Extract:
═══

To help you afford a new computer, there are several different options for you to consider:
Unsecured personal loan
An unsecured personal loan is when you borrow money from a lender, without having to use an asset as security. You then pay the finance back in weekly, fortnightly or monthly instalments over an agreed term. With an unsecured personal loan, you receive the money upfront and then can pay for your new computer or laptop in full.
However, please be aware that most unsecured personal loans are only available from $5,000 and most laptops cost under $2,000. While unsecured loans are flexible and you can use the funds for more than one purchase, over-borrowing can be risky. This is because you will have to make interest payments on the entire principal of the loan, which can be expensive.
Short term loans
Short term loans are available from $100 to $2,000. They are quick to apply for and have minimal eligibility criteria. However, depending on your financial situation, getting a short term loan to cover the cost of a laptop can be an unsound financial decision. This is because short term loans are expensive forms of finance, with high interest rates and fees.
Repayments on short term loans are usually high, so it's a good idea to ensure that you will be able to comfortably meet these repayments prior to applying for one.
Credit card
With a credit card, you can purchase your new laptop and pay it off over an extended period of time in instalments. You might want to consider a 0% purchase card to give you an interest-free period.
In-store finance
Many shops offer in-store finance to help customers afford expensive products. With in-store finance, you can spread the cost of your new laptop over 6, 12 or even up to 18 months. Many companies even offer interest-free loans or a 0% interest period.
Student loan
If you're a student, you could be eligible for help purchasing a laptop from the government with StudyAssist. Alternatively, you may be able to borrow a laptop from your university, while you save to purchase your own.
StepUP loans
Depending on your circumstances, you could qualify for a low-interest (5.99% p.a.) StepUP loan of between $800 and $3,000 on terms of up to 3 years, to help you purchase a laptop. StepUP loans have no fees. To qualify for a StepUP loan, you must:
- Have a Health Care Card/Pension Card or receive Family Tax Benefit Part A
- Reside in your current premises for more than three months
If you are under 18, your parents may be able to qualify on your behalf, depending on their circumstances.
NILS
If you're on a low income, you may be able to qualify for a No Interest Loan (NILS) to cover the cost of your laptop. NILS are available up to $1,500. To qualify for NILS, you must:
- Have a Health Care Card or Pension Card
- Earn less than $45,000 per year after tax ($60,000 for couples or people with dependants)
- Have lived at your current or previous address for at least three months
- Show a willingness and the capacity to repay the loan
If you are under 18, your parents may be able to qualify on your behalf, depending on their circumstances.
Can I get a laptop loan with bad credit?
You may still be eligible for a loan even if you have bad credit, though you will usually find that your options are more limited compared to someone with good credit. If you are eligible for a No Interest Loan, your credit score will not be checked. If you are ineligible for NILS, short term loans are often available to applicants with bad credit (though they come with the aforementioned risks attached).

═══

Listed entries:
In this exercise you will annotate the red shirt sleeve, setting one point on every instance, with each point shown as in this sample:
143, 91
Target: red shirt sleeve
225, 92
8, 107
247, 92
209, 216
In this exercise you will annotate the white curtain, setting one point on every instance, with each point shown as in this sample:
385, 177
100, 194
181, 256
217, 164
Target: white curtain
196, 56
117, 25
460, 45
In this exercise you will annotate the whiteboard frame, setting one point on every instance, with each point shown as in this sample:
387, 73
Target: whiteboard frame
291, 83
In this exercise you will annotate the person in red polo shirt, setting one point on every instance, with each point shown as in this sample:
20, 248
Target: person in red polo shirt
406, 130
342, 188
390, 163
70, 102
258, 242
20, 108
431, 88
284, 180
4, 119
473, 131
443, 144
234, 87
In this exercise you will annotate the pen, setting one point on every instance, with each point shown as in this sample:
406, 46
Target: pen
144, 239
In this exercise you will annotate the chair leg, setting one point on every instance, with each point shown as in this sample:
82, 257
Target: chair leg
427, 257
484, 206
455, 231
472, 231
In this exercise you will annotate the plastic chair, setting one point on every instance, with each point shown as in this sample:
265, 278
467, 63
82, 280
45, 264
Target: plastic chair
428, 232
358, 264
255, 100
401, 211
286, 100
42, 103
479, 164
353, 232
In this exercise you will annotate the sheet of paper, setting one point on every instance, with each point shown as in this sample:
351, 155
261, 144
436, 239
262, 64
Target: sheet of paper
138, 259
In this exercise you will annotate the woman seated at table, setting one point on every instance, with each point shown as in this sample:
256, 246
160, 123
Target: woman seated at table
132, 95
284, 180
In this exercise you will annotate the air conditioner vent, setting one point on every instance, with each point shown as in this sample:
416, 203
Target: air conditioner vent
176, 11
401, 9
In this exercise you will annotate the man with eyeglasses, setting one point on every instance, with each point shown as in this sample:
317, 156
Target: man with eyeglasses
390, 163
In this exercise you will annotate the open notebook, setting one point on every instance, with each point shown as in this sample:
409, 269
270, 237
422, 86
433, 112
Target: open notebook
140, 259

═══

Goals:
• a. From the text on financing a laptop, extract the passage from "Can I get a" to "aforementioned risks attached).".
• b. Answer these questions using the text on financing a laptop:
(i) What amounts are short term loans available for?
(ii) What annual interest rate does a StepUP loan carry?
(iii) Up to what amount is a NILS loan available?
Answer from the text only; the records are not needed.

Answer set:
• a.
Can I get a laptop loan with bad credit?
You may still be eligible for a loan even if you have bad credit, though you will usually find that your options are more limited compared to someone with good credit. If you are eligible for a No Interest Loan, your credit score will not be checked. If you are ineligible for NILS, short term loans are often available to applicants with bad credit (though they come with the aforementioned risks attached).

• b.
(i) From $100 to $2,000.
(ii) 5.99% p.a.
(iii) Up to $1,500.